DIRECTIONS FOR THIS TASK:
Can you reproduce the records between the lines holding "Annotation guideline — the target class is gold cake tier." and "33;0;201;91", inclusive, keeping every character unchanged?

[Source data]
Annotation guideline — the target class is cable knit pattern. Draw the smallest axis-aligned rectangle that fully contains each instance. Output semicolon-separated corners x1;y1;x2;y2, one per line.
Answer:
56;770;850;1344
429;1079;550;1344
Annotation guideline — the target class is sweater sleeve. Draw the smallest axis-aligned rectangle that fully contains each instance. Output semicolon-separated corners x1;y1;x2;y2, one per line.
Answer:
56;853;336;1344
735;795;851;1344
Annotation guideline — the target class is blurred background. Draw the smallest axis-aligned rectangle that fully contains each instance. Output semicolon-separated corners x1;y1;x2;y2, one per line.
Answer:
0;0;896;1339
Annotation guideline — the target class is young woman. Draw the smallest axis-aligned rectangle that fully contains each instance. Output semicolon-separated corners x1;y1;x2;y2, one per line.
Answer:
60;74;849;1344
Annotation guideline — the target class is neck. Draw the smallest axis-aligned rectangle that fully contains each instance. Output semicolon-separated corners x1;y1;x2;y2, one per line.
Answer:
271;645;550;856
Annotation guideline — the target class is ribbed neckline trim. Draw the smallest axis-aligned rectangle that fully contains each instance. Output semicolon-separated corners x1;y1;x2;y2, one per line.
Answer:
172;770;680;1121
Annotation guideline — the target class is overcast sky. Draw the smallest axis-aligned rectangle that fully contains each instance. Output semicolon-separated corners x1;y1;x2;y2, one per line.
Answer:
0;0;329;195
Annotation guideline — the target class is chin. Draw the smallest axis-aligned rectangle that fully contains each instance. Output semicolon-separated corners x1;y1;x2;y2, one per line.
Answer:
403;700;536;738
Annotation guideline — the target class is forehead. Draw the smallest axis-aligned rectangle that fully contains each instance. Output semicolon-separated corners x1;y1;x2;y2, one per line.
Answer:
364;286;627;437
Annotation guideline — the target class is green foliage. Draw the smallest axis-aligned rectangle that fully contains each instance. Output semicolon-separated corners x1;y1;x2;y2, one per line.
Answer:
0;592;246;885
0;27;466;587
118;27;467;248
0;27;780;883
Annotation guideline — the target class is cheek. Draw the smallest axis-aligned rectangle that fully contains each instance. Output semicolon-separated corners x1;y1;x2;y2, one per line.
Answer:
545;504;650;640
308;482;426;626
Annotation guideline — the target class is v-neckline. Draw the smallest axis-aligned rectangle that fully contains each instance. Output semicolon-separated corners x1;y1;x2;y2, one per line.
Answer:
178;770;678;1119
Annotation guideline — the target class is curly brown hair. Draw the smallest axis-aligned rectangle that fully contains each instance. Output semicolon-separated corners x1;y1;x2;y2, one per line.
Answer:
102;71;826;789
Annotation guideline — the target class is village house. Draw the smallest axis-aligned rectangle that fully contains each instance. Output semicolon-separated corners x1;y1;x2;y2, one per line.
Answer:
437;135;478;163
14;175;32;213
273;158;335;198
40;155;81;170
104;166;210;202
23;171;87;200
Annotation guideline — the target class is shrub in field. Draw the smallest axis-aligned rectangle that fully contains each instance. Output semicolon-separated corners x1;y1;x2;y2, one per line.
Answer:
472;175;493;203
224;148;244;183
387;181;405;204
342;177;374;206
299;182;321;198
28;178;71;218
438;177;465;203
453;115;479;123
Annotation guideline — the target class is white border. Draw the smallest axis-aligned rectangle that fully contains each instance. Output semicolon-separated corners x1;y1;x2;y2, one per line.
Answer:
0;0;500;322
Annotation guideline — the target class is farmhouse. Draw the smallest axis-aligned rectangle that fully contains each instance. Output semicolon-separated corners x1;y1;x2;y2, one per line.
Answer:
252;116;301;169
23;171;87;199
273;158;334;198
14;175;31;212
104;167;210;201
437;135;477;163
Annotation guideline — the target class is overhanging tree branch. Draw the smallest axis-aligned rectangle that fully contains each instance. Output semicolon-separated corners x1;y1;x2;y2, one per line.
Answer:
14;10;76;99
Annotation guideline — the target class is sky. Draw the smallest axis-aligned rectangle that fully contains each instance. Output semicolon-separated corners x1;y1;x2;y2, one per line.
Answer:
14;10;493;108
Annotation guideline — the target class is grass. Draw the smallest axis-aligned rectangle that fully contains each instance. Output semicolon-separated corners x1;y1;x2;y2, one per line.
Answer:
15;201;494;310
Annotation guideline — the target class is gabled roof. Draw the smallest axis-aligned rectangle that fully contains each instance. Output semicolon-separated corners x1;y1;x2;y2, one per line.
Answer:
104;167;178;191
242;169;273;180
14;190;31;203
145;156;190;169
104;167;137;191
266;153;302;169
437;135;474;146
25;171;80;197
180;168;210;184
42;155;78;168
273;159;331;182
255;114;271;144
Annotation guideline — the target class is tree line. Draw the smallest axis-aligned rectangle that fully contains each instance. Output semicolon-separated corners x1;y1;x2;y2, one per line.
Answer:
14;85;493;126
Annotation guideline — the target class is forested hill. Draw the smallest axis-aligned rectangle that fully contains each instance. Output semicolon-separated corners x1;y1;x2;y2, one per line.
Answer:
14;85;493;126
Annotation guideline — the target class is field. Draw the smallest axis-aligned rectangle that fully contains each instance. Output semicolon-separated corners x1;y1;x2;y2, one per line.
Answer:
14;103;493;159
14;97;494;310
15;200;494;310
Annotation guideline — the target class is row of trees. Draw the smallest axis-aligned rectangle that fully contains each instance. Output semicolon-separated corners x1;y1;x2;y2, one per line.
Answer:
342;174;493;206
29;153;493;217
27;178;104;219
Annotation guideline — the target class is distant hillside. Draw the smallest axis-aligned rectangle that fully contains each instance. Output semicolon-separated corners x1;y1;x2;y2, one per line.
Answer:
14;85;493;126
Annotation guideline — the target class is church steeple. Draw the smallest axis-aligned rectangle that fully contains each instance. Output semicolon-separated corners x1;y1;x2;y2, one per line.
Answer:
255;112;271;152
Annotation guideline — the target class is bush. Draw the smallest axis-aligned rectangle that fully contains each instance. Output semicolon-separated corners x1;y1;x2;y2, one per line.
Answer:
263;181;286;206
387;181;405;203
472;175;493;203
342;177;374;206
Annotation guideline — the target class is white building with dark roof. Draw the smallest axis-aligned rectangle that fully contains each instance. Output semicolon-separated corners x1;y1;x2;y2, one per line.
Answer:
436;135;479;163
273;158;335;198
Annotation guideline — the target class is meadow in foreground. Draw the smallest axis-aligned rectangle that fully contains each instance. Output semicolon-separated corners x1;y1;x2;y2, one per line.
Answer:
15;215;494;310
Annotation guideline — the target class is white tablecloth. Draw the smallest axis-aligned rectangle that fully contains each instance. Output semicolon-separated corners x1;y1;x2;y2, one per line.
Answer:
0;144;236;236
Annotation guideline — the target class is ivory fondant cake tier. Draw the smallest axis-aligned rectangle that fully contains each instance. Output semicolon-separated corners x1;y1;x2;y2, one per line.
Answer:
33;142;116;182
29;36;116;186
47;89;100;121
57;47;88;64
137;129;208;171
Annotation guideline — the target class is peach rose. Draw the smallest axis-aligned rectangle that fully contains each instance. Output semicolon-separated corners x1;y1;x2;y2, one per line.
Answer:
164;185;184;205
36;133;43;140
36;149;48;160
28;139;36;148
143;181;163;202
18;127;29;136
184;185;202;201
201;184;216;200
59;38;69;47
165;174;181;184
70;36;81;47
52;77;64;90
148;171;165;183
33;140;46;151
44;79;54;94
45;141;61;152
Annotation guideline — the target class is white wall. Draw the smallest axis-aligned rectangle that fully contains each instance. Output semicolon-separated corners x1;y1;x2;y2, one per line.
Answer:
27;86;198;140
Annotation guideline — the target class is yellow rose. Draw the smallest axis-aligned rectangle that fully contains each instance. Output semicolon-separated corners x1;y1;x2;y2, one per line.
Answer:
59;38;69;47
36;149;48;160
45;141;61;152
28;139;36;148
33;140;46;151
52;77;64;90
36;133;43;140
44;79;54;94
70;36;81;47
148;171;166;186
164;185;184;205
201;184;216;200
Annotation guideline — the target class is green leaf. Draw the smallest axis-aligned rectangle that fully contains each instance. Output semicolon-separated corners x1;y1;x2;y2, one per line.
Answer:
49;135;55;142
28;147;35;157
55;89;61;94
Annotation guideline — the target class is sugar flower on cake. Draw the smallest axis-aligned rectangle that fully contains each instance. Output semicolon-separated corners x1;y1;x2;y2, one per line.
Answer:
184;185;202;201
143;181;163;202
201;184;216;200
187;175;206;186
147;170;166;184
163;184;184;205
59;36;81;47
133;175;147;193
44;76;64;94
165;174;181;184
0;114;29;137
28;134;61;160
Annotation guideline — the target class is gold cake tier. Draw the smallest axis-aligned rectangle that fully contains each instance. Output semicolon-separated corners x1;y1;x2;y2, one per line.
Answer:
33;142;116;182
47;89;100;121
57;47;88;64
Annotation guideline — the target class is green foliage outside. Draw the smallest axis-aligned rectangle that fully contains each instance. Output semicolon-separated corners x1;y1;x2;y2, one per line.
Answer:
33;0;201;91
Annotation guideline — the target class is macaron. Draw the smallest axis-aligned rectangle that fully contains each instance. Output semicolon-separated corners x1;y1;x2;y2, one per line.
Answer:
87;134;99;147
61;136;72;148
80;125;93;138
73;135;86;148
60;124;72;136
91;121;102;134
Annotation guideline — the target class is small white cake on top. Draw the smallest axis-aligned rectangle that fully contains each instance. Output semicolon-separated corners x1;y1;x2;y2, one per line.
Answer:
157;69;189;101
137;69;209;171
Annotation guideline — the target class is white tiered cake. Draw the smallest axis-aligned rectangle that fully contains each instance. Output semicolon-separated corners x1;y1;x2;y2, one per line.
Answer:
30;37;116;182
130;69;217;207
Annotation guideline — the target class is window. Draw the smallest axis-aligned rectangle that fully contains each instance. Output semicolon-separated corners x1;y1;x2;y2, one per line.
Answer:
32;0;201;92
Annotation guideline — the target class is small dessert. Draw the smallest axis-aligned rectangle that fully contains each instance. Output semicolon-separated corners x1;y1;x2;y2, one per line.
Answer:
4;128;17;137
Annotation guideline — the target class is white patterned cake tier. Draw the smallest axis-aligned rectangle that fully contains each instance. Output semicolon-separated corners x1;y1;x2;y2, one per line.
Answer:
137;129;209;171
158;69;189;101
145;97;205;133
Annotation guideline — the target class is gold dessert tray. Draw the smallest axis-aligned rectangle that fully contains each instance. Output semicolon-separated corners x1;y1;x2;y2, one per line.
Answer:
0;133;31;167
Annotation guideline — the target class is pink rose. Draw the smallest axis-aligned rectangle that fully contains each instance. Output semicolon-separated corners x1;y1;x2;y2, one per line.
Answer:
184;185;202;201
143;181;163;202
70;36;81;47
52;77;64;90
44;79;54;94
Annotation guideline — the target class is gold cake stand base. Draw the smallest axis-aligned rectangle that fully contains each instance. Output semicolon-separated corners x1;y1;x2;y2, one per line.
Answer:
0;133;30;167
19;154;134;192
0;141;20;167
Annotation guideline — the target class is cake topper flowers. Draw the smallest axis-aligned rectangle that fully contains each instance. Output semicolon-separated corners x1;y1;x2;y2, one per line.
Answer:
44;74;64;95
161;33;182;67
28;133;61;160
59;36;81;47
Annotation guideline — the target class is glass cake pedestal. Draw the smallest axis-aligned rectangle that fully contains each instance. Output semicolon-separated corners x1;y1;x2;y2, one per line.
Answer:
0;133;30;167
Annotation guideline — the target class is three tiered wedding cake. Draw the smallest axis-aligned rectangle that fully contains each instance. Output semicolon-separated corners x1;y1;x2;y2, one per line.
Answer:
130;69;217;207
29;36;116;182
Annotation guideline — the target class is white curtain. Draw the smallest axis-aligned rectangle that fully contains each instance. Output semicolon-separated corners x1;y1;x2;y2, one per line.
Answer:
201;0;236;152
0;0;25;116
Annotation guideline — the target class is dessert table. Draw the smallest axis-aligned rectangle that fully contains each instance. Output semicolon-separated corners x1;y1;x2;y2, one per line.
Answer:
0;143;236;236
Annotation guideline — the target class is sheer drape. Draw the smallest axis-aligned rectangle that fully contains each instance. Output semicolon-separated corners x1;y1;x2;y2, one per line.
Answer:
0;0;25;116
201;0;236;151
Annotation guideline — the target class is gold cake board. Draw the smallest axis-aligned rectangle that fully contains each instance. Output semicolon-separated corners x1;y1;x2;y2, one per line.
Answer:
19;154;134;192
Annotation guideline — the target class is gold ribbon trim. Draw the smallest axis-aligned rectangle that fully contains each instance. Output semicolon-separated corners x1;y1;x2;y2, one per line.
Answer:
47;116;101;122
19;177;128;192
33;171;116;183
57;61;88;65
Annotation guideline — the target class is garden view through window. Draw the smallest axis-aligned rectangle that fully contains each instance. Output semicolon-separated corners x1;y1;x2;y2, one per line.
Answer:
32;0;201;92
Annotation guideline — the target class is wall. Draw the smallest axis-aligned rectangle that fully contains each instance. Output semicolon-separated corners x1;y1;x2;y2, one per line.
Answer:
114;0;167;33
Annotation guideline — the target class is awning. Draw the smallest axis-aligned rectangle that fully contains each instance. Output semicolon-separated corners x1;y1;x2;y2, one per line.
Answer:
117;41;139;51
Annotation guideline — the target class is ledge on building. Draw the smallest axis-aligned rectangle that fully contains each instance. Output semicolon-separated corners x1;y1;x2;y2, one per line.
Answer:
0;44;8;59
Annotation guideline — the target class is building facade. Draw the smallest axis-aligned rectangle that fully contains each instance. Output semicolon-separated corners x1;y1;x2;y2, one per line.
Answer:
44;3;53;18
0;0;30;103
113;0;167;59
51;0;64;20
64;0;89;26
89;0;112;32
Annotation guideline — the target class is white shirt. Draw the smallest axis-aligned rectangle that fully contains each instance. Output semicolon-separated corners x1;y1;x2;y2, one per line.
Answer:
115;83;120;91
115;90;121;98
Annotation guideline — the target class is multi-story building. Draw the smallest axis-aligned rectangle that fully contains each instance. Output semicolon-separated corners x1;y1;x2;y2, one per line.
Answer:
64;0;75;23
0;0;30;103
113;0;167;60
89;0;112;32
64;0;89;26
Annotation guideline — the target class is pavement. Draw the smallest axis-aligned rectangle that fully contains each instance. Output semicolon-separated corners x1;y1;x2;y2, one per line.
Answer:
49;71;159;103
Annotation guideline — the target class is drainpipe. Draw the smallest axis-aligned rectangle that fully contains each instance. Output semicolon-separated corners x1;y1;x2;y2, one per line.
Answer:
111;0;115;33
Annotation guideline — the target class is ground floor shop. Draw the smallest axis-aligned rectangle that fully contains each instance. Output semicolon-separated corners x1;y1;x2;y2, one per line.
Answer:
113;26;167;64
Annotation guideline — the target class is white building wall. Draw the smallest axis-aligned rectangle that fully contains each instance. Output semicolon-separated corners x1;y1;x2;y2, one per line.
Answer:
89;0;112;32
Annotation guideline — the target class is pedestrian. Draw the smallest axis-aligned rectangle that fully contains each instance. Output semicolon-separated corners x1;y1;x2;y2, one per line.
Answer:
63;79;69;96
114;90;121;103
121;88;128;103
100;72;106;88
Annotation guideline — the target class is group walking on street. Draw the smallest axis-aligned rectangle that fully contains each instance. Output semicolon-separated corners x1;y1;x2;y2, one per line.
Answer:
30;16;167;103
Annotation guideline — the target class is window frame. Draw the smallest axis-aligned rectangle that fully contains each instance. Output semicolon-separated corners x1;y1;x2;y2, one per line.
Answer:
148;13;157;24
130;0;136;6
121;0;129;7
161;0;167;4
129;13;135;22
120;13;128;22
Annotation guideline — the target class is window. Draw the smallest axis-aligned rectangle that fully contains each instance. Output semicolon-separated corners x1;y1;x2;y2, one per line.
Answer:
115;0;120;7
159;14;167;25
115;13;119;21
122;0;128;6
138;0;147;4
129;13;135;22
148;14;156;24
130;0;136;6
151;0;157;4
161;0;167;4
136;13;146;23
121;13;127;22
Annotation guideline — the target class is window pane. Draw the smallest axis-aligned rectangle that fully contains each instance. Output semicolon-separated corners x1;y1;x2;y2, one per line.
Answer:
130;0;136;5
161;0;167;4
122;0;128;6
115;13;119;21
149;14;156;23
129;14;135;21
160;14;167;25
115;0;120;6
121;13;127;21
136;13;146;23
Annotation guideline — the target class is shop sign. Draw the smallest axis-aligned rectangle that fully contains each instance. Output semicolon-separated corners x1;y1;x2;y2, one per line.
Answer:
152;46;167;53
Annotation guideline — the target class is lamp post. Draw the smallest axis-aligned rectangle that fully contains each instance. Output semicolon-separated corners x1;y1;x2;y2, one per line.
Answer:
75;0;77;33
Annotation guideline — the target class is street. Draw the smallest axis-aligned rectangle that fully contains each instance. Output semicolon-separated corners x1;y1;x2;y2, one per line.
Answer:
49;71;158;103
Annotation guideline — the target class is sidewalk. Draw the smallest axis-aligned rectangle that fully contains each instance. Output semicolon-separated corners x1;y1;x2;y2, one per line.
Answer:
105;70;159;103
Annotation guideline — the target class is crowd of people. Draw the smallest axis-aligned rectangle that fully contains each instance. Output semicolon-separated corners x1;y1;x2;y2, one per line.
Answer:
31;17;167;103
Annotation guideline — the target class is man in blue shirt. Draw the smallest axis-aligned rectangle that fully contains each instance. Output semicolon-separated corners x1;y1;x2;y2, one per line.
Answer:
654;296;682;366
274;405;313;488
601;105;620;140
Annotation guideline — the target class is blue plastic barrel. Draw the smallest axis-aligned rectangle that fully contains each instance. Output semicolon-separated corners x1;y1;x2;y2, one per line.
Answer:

RESPONSE BELOW:
Annotation guideline — the target class is gold cake tier. Draw the smallest axis-aligned rectangle that fully contains each instance. Output semicolon-separated corners x1;y1;x2;y2, one per line.
Answer:
33;142;116;182
47;89;100;121
57;47;88;64
Annotation guideline — the target class is green foliage outside. Draw the smallest axis-aligned rectangle that fully contains each instance. Output semicolon-separated corners x1;y1;x2;y2, one per line.
Answer:
33;0;201;91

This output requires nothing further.